(Excerpt from a dataset)
-- Start --

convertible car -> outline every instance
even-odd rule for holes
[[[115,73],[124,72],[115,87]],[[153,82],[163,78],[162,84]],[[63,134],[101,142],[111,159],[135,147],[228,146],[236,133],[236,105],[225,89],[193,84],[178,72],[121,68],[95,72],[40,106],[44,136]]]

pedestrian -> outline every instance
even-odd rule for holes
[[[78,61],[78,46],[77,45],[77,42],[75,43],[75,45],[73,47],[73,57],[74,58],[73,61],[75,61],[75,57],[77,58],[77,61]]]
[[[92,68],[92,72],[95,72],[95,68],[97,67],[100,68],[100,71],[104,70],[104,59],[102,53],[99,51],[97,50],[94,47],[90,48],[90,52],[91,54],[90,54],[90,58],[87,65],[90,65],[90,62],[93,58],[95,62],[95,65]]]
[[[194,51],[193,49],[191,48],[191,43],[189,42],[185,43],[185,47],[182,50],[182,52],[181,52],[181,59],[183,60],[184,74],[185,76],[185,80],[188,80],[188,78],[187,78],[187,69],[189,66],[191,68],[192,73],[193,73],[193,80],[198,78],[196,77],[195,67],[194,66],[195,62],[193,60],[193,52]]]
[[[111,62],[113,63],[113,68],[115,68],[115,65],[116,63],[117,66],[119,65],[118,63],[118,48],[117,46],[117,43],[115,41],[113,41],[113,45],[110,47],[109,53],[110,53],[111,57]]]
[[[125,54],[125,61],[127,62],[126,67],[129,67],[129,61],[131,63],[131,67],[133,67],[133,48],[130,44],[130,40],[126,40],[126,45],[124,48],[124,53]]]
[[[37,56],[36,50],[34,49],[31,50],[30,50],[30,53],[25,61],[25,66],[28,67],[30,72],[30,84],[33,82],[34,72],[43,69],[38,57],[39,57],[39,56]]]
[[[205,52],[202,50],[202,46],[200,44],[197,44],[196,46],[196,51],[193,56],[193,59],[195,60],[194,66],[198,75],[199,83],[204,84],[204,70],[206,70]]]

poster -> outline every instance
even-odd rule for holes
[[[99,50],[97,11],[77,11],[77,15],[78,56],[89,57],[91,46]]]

-- End --

> Written problem:
Update everything from the line containing "poster -> outline every instance" down to the end of the entries, replacing "holes" with "gaps" and keeping all else unchanged. Return only those lines.

> Final result:
poster -> outline every instance
even-odd rule for gaps
[[[99,50],[97,11],[77,11],[77,15],[78,56],[89,57],[91,46]]]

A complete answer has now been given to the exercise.